### Written instruction
Return, word for word, every line from the one containing "Where can you spot the player's arm" through the last line below, including both.
* * *
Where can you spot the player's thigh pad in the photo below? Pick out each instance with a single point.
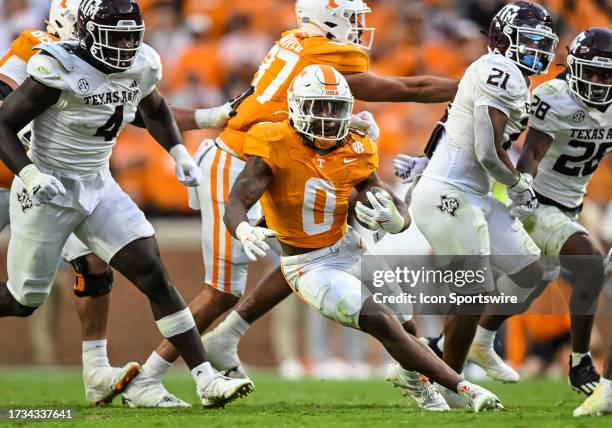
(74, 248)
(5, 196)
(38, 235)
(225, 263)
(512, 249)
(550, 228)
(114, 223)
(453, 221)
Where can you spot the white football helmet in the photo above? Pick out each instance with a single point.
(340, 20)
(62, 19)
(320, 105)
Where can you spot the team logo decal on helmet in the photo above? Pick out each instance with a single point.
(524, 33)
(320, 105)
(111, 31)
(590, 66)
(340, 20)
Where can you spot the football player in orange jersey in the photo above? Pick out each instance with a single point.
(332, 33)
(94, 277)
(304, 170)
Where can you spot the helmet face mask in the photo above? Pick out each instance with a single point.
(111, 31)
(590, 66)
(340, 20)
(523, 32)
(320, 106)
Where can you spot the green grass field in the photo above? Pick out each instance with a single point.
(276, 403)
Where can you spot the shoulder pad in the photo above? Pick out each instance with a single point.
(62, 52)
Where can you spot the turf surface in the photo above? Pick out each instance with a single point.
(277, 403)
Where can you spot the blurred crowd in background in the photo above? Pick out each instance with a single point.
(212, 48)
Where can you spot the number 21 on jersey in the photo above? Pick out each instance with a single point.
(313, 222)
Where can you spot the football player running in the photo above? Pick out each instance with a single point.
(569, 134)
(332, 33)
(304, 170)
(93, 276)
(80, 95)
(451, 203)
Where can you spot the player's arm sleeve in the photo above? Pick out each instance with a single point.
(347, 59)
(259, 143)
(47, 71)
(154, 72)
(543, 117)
* * *
### Response to this task
Where can you spot the player's arm sleeve in the photo above? Pick out each instance with a single point.
(347, 59)
(259, 143)
(47, 71)
(154, 72)
(543, 117)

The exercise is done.